- _WHAT TO DO_
Format the data as a two-column CSV with the headers instruction and answer, starting at the line that contains "outline front wheel" and ending after the line that contains "117L93 124L90 142L95". Give one row per instruction and its answer, with each field quoted and line breaks replaced by spaces.

>> START RECORDS FOR THIS EXERCISE

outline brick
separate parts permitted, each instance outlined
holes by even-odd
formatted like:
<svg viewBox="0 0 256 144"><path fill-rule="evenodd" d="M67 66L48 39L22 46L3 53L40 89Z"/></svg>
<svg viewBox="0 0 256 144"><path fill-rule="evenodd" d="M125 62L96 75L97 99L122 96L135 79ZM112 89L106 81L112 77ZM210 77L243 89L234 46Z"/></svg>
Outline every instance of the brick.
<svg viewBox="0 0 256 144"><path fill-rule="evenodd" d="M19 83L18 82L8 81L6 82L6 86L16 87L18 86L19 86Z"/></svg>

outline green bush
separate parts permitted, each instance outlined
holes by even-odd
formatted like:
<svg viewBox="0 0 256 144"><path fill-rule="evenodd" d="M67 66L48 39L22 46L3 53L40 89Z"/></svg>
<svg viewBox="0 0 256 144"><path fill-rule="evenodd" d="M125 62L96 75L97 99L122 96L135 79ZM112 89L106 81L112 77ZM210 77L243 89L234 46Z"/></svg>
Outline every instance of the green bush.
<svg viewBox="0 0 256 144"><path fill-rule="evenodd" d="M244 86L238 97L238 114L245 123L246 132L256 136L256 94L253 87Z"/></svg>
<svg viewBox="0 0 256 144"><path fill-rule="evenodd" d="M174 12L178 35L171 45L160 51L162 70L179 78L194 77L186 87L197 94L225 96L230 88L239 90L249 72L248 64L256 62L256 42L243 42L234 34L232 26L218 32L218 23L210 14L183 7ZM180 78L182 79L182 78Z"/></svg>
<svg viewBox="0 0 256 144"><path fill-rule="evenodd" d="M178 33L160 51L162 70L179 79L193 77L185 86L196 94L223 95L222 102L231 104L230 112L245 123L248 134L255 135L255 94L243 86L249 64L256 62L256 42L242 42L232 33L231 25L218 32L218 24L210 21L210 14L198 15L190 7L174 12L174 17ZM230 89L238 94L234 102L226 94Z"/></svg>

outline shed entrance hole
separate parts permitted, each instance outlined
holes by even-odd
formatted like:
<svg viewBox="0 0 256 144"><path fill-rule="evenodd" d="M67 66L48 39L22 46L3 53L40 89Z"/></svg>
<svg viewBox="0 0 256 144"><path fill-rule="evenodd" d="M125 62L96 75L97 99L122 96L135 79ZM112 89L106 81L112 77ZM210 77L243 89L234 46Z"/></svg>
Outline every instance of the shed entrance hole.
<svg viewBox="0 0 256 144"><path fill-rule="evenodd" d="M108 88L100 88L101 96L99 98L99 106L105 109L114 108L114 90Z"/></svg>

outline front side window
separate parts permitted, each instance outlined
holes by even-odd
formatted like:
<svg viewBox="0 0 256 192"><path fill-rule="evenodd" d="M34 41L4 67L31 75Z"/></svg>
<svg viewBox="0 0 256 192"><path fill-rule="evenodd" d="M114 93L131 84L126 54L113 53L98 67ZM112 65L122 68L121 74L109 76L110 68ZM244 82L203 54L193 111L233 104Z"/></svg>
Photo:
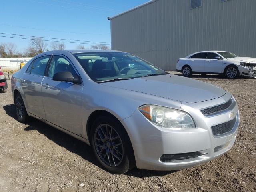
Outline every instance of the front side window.
<svg viewBox="0 0 256 192"><path fill-rule="evenodd" d="M206 59L207 53L199 53L191 56L191 59Z"/></svg>
<svg viewBox="0 0 256 192"><path fill-rule="evenodd" d="M235 55L234 54L230 53L230 52L218 52L219 54L221 55L224 58L226 59L228 59L230 58L234 58L235 57L238 57L238 56Z"/></svg>
<svg viewBox="0 0 256 192"><path fill-rule="evenodd" d="M48 76L52 78L56 73L67 71L70 72L74 76L76 75L73 66L67 59L62 56L54 56L50 66Z"/></svg>
<svg viewBox="0 0 256 192"><path fill-rule="evenodd" d="M49 55L36 59L32 65L30 65L31 68L30 66L28 67L27 72L43 76L47 63L50 57L51 56Z"/></svg>
<svg viewBox="0 0 256 192"><path fill-rule="evenodd" d="M73 54L86 73L96 82L166 74L136 56L122 52Z"/></svg>
<svg viewBox="0 0 256 192"><path fill-rule="evenodd" d="M207 58L209 59L216 59L215 57L218 56L218 55L214 53L207 53Z"/></svg>

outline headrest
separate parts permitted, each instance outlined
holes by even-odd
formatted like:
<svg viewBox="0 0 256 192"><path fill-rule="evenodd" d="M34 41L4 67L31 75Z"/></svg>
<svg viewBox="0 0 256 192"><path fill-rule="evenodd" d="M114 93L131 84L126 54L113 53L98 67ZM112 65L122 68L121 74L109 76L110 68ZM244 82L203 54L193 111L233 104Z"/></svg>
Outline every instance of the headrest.
<svg viewBox="0 0 256 192"><path fill-rule="evenodd" d="M106 68L106 63L100 59L96 60L92 65L92 70L102 70Z"/></svg>

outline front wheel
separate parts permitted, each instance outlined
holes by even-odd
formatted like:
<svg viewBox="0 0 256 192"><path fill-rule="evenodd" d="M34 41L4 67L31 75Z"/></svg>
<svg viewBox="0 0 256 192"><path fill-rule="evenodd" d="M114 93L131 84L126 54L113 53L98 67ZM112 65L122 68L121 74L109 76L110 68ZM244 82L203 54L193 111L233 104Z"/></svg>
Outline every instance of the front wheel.
<svg viewBox="0 0 256 192"><path fill-rule="evenodd" d="M184 66L182 70L182 74L185 77L190 77L192 75L192 70L189 66Z"/></svg>
<svg viewBox="0 0 256 192"><path fill-rule="evenodd" d="M235 79L239 76L239 71L236 66L229 66L226 69L225 74L228 78Z"/></svg>
<svg viewBox="0 0 256 192"><path fill-rule="evenodd" d="M6 93L7 92L7 89L1 89L1 90L0 90L0 93Z"/></svg>
<svg viewBox="0 0 256 192"><path fill-rule="evenodd" d="M100 117L93 124L90 142L95 155L110 172L125 173L135 166L130 141L120 123L111 117Z"/></svg>

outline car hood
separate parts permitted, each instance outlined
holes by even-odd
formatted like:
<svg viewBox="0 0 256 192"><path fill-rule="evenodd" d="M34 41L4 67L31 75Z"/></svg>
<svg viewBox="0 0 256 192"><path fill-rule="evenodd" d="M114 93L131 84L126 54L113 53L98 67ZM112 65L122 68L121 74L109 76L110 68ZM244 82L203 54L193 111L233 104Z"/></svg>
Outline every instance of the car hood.
<svg viewBox="0 0 256 192"><path fill-rule="evenodd" d="M256 63L256 58L252 57L238 57L227 59L228 60L234 60L235 61L246 62L249 63Z"/></svg>
<svg viewBox="0 0 256 192"><path fill-rule="evenodd" d="M102 84L188 103L215 99L226 93L225 90L210 84L170 74L104 82Z"/></svg>

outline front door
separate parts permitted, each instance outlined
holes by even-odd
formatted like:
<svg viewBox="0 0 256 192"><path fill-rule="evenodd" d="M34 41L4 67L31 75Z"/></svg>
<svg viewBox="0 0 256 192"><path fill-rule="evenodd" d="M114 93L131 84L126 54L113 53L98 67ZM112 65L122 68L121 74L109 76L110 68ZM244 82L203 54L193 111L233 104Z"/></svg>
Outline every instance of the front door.
<svg viewBox="0 0 256 192"><path fill-rule="evenodd" d="M30 64L21 79L21 85L28 112L45 118L41 96L41 83L50 55L36 59Z"/></svg>
<svg viewBox="0 0 256 192"><path fill-rule="evenodd" d="M194 72L204 72L206 53L199 53L190 57L189 65Z"/></svg>
<svg viewBox="0 0 256 192"><path fill-rule="evenodd" d="M59 55L54 56L48 71L42 91L46 120L82 136L83 85L52 80L56 73L68 71L74 76L76 72L67 58Z"/></svg>
<svg viewBox="0 0 256 192"><path fill-rule="evenodd" d="M216 57L220 56L214 53L208 53L206 60L204 69L206 72L210 73L221 73L223 65L223 59L216 59Z"/></svg>

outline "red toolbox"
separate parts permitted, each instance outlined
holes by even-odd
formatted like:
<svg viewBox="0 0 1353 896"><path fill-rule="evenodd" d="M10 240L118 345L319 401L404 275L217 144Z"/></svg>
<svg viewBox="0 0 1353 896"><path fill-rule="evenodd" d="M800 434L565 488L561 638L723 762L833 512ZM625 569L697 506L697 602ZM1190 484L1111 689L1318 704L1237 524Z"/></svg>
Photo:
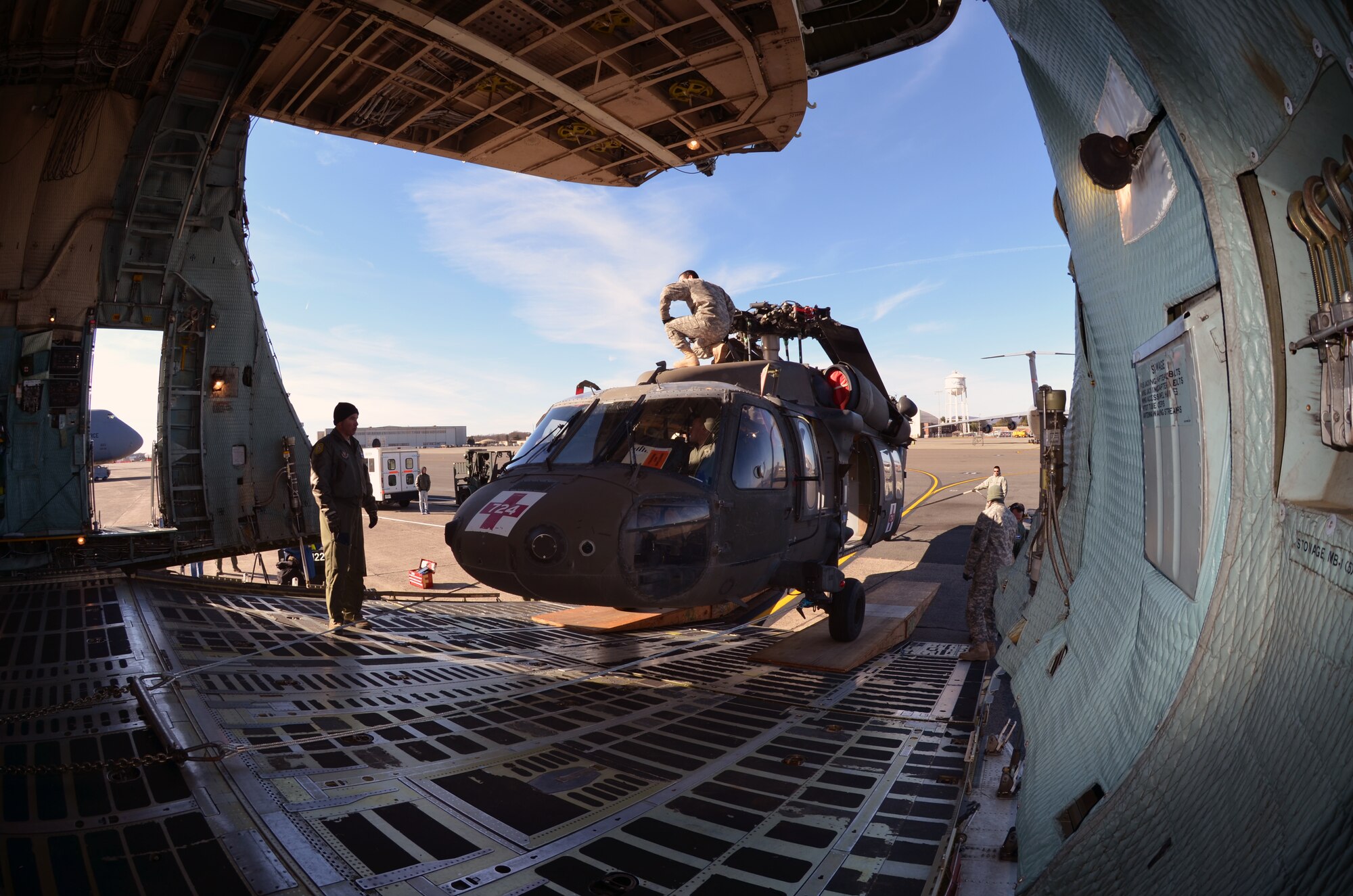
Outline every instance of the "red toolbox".
<svg viewBox="0 0 1353 896"><path fill-rule="evenodd" d="M432 574L437 571L437 560L418 560L417 570L409 570L409 583L414 587L432 587Z"/></svg>

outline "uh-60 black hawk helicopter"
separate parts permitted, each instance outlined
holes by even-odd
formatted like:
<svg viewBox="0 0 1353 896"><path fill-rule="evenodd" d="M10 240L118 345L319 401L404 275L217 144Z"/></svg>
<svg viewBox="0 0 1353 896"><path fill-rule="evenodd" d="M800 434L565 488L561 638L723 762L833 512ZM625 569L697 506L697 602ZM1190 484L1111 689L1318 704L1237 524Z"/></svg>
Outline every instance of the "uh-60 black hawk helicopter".
<svg viewBox="0 0 1353 896"><path fill-rule="evenodd" d="M854 640L865 587L838 567L890 539L916 405L890 401L859 330L831 309L754 305L728 349L545 411L503 474L446 524L490 587L620 608L681 608L798 589ZM816 338L825 369L802 363ZM800 361L778 340L798 338ZM591 383L584 383L591 386Z"/></svg>

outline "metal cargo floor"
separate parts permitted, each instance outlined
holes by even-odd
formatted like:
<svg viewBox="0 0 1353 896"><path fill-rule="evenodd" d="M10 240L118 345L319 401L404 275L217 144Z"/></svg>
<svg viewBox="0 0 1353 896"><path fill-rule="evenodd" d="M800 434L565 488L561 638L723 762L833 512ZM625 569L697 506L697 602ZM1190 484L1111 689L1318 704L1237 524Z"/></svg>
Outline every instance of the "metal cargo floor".
<svg viewBox="0 0 1353 896"><path fill-rule="evenodd" d="M181 577L0 608L11 893L921 893L982 686L958 644L819 673L748 660L781 631L587 635L445 593L340 635L322 600ZM223 758L137 765L146 713L95 692L142 675Z"/></svg>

>> END RECORDS FOR THIS EXERCISE

- _REPLY_
instruction,answer
"outline front wheel separate parts permitted, each instance outlined holes by even-odd formatted like: <svg viewBox=""0 0 256 192""><path fill-rule=""evenodd"" d=""M34 41L4 67L31 75Z""/></svg> <svg viewBox=""0 0 256 192""><path fill-rule=""evenodd"" d=""M114 93L131 84L126 54L113 53L98 67ZM112 65L122 68L121 74L109 76L110 68ZM244 82L203 54L193 111L233 104Z""/></svg> Outline every instance of the front wheel.","<svg viewBox=""0 0 256 192""><path fill-rule=""evenodd"" d=""M184 66L182 70L182 74L185 77L190 77L192 75L192 70L189 66Z""/></svg> <svg viewBox=""0 0 256 192""><path fill-rule=""evenodd"" d=""M235 79L239 76L239 71L236 66L229 66L226 69L225 74L228 78Z""/></svg> <svg viewBox=""0 0 256 192""><path fill-rule=""evenodd"" d=""M6 93L7 92L7 89L1 89L1 90L0 90L0 93Z""/></svg> <svg viewBox=""0 0 256 192""><path fill-rule=""evenodd"" d=""M100 117L93 124L90 142L95 155L110 172L125 173L135 166L130 141L120 123L111 117Z""/></svg>"